> [Verilen metin]
Sevgi Şenkal.. Yaklaşık üç yıldır hayatımda olan çılgın
insan! Tesadüflerin doğurduğu bir tanışma aşamasından sonra birbirimizde
sevdiğimiz çok şey bulmuş olmalıyız ki birbirimizle konuşmadığımız ve
yaşadıklarımızı danışmadığımız bir günümüz bile yok. Karakter olarak zıttız
evet! Benim kara dediğime o ak der, onun sevmediği şeye ben taparım belki ama
tuhaf bir şekilde karşı koyulamaz bir çekim var aramızda. Karşıtlığın buluşması
ya da çekiciliği? Çok mümkün! Ne olursa olsun onu çok seviyorum ve hayatımın
sonuna dek birbirimize bağlı olacağımızı umuyorum. Hal böyle olurken sık sık
müzik konuştuğumuz ve tartıştığımız bu keyifli kişilikle “müzik” üzerine bir
söyleşi yapmak istedim. Onun da kabul etmesiyle ortaya bu keyifli yazı çıktı..
Bir çok insan müziğe olan tutkusu ile anılmak ya da elinden
geldiğince duyurmak ister. Senin durumun biraz daha farklı. Yakın şahit olduğum
için görebildiğim kadarıyla sen daha derin dalmışsın bu dünyaya. Belli bir
noktaya tabii.. Hayatını müzikle mi tanımlamak istersin yoksa aslında müziğin
içinde aradığın şey hayatın mı?

> [Verilen kayıtlar]

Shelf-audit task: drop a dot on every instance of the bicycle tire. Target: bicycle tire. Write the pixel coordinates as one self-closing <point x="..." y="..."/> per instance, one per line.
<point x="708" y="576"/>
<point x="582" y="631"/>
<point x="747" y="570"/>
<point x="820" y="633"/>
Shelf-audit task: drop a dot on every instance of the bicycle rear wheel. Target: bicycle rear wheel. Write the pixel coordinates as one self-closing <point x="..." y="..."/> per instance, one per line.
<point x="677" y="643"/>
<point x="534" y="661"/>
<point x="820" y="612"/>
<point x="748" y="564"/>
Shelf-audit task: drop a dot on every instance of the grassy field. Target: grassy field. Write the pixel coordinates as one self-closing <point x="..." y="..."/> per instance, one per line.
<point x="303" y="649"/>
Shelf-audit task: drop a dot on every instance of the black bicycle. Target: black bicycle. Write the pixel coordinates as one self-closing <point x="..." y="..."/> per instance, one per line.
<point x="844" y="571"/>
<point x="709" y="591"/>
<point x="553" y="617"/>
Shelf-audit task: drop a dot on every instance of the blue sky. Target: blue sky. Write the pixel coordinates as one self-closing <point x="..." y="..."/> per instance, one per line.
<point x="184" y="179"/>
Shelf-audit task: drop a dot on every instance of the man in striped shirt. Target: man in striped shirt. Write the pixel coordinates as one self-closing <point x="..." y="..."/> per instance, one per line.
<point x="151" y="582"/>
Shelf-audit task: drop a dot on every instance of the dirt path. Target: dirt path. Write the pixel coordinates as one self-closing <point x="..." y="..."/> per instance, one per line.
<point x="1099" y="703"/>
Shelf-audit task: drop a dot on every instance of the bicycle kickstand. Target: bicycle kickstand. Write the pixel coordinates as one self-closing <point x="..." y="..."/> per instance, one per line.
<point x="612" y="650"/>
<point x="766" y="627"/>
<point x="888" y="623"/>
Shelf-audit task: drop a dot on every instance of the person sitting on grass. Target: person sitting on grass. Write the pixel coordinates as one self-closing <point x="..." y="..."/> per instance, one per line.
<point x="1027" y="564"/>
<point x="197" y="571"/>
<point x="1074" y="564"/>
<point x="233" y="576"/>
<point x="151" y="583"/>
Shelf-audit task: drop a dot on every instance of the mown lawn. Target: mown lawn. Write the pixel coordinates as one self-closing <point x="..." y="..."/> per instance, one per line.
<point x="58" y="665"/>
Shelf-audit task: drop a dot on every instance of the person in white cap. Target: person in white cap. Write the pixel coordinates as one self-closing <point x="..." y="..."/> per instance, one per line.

> [Görev listesi]
1: Kayıtlarda “Shelf-audit task: drop a dot on every instance of the man” ifadesinin geçtiği satırdan kayıtların son satırına kadar, iki uçtaki satırlar da dahil olmak üzere, tüm satırları hiç değiştirmeden kopyalayın.
2: Sevgi Şenkal ile müzik üzerine yapılan söyleşiyi kaldığı yerden sürdürün.

> [Görevlere göre yanıtlar]
1:
Shelf-audit task: drop a dot on every instance of the man in striped shirt. Target: man in striped shirt. Write the pixel coordinates as one self-closing <point x="..." y="..."/> per instance, one per line.
<point x="151" y="582"/>
Shelf-audit task: drop a dot on every instance of the dirt path. Target: dirt path. Write the pixel coordinates as one self-closing <point x="..." y="..."/> per instance, one per line.
<point x="1099" y="703"/>
Shelf-audit task: drop a dot on every instance of the bicycle kickstand. Target: bicycle kickstand. Write the pixel coordinates as one self-closing <point x="..." y="..."/> per instance, one per line.
<point x="612" y="650"/>
<point x="766" y="627"/>
<point x="888" y="623"/>
Shelf-audit task: drop a dot on every instance of the person sitting on grass. Target: person sitting on grass. Write the pixel coordinates as one self-closing <point x="..." y="..."/> per instance, one per line.
<point x="1027" y="564"/>
<point x="197" y="571"/>
<point x="1074" y="564"/>
<point x="233" y="576"/>
<point x="151" y="583"/>
Shelf-audit task: drop a dot on every instance of the mown lawn. Target: mown lawn. Write the pixel coordinates as one self-closing <point x="..." y="..."/> per instance, one per line.
<point x="58" y="665"/>
Shelf-audit task: drop a dot on every instance of the person in white cap. Target: person in white cap. Write the pixel coordinates as one self-closing <point x="..." y="..."/> per instance, one per line.

2:
Müzikal kalitesini bünyesinde taşıyan her çalışmayı
sevebilecek yapıda mısın yoksa beyninde, düşüncelerince elediğin ve güzel
müzikler yapmalarına rağmen mesafeli durduğun insanlar var mı?
Herkesin olduğu gibi benim de seçimlerim var elbette
ki.. Keyif aldığım, vazgeçemediğim ve
vazgeçemeyeceğim isimler var. Bu müzisyenlerin her yaptıklarını tutkuyla takip
eder ve saklarım. Ama bana göre çok kötü olan bir şeyi de dinlerim yeri gelince
ki bir fikrim olabilsin. En azından elimdekilerin değerini daha iyi bileyim
diye..
Peki ya önyargı?
Evet önyargılıyım hatta biraz tutucuyumdur müzik konusunda.
Her şeyi dinlerim yeri geldiğinde ama ilk
dinleyişte sevmediysem, dinliyor gibi
yaparım sadece.
Daha açık görüşlü olmak ister miydin yoksa müzik zaten bir
tercih meselesiyse halimden memnunum mu diyorsun?
İstemezdim herhalde açık görüşlü olmak. Çünkü o zaman bu
kadar değerli gelmezdi dinlediklerim. Müzik tercih edilen bir şey mi bilmiyorum, ben hiç tercih etmedim. Hayata nereden baktığınla alakalı orası kesin!
Sana değerli gelenlerden bahsedelim o zaman biraz da..
Kim bu tutkuyla bağlı olduğun müzisyenler?
Rock'n Roll ve Blues iyidir bence.. İsim
verip ayırmayalım şimdi.
Janis Joplin'e olan hayranlığını biliyorum ama.. Buna da mı
değinmeyeceksin?
Hayatımın yalnızca bir günü Janis gibi şarkı
söyleyebilmeyi çok isterdim. Bu yeterli bence..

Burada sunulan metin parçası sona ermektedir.